= Stored data =
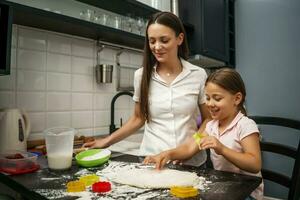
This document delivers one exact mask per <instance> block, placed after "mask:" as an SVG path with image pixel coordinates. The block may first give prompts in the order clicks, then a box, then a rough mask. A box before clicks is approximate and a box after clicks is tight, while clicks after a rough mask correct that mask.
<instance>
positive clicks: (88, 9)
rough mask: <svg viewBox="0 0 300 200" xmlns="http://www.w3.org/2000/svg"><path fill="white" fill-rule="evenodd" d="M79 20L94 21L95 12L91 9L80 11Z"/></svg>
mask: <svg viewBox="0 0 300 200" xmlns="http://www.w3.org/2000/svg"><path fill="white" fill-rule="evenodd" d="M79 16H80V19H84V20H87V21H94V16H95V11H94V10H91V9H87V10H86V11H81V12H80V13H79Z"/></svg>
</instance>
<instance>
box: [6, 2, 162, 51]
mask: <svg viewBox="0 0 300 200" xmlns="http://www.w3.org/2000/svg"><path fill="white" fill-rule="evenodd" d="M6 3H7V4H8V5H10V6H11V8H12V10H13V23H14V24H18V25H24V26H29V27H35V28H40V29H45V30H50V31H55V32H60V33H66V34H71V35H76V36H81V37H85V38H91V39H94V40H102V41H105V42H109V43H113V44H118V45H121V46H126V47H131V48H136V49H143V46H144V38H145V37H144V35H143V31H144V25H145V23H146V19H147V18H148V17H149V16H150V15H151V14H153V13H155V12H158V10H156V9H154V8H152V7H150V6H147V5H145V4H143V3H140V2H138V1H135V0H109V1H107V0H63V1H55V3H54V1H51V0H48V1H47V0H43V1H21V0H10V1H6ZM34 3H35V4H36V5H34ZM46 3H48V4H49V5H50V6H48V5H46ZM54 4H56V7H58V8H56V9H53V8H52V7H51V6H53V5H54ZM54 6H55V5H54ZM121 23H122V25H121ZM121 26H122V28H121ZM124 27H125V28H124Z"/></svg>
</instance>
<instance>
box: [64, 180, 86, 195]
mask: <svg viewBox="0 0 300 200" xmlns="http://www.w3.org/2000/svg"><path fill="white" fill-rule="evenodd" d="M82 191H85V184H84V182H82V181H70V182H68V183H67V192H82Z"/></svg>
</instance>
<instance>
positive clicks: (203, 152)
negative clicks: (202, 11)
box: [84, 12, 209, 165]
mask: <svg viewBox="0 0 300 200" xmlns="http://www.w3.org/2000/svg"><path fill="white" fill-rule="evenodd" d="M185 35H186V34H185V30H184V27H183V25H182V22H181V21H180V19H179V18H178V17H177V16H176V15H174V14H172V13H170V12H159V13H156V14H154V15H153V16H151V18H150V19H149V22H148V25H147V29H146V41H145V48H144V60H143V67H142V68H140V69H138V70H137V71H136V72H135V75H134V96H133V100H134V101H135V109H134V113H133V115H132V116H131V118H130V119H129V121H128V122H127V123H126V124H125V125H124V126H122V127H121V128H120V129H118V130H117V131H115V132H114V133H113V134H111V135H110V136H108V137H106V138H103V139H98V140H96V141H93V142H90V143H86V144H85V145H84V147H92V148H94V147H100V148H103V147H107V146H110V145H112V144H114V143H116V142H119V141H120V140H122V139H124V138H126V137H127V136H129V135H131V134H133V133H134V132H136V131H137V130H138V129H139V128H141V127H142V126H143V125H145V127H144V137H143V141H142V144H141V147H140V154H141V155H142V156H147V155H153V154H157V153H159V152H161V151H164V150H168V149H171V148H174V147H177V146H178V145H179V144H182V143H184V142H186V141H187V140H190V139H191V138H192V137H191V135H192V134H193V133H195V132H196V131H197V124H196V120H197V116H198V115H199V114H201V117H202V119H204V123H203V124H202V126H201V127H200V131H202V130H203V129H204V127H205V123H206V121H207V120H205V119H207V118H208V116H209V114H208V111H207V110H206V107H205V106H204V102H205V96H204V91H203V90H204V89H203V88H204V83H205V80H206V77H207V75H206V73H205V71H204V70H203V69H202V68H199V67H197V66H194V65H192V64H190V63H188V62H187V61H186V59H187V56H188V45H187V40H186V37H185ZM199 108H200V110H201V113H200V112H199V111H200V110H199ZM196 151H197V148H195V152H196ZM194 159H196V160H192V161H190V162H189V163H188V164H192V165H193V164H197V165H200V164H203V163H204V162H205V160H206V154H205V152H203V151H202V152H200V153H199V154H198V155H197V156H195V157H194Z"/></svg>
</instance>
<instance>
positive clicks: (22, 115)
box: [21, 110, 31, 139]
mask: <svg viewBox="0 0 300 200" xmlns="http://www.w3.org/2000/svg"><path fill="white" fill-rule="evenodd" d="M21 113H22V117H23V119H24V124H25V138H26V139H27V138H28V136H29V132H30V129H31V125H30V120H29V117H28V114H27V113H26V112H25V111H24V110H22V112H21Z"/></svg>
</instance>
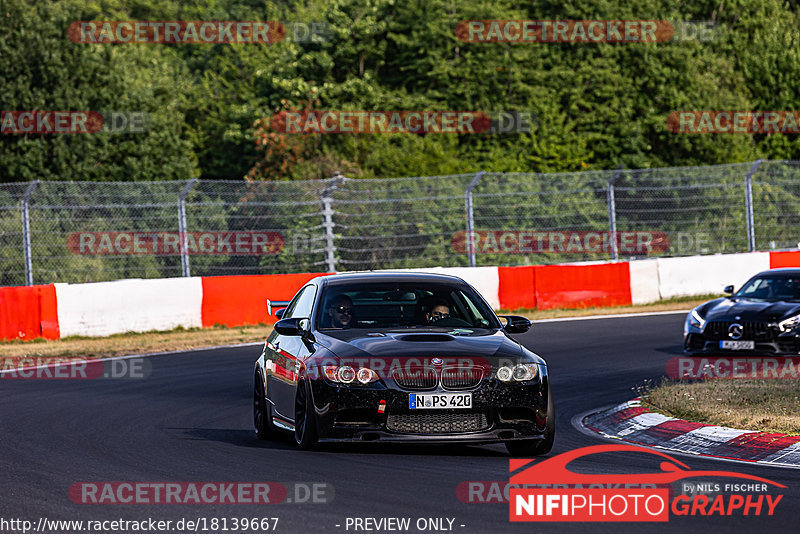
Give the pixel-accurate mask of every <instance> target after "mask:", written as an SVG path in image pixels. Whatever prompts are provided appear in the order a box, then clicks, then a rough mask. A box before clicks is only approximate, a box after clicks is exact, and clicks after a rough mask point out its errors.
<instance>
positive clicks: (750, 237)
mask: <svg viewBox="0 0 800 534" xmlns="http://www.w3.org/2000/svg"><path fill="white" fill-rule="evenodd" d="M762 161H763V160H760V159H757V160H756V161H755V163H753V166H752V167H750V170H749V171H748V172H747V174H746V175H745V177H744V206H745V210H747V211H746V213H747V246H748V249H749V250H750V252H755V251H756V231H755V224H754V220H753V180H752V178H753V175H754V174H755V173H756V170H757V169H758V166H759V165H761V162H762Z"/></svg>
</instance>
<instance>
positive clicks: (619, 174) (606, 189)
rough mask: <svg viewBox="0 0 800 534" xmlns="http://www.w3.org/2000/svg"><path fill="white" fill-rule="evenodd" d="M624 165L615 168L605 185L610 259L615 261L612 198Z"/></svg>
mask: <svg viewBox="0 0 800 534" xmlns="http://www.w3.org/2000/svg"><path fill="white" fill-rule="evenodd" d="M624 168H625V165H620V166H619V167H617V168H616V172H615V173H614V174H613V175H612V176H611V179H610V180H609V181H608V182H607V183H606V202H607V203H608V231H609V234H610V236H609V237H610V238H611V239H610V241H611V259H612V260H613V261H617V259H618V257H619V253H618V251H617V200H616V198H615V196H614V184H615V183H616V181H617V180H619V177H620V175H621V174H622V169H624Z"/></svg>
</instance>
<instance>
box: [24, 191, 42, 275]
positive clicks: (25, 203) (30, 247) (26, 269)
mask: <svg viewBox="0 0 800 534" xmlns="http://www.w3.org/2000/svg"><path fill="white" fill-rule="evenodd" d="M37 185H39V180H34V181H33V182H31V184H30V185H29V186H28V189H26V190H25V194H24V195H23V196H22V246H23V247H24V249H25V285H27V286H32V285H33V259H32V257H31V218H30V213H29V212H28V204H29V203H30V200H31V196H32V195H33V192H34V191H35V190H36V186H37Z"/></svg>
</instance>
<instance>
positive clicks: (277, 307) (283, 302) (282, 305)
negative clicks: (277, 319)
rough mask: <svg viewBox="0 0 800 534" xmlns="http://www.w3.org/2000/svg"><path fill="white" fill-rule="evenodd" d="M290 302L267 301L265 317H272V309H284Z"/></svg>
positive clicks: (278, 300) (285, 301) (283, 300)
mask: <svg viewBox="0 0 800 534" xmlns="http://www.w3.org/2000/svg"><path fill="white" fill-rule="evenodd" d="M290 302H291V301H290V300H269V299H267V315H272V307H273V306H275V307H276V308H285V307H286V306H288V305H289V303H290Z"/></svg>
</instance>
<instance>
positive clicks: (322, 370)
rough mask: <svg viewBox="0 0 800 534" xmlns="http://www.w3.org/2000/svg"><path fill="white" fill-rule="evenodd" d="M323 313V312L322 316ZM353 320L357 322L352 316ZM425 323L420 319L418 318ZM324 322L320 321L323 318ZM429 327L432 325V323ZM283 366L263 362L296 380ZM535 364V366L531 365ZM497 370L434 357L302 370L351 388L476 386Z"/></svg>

= Exercise requirements =
Filter the records down to the lines containing the word "negative", and copy those.

= Output for this exercise =
negative clicks: (202, 11)
negative clicks: (277, 319)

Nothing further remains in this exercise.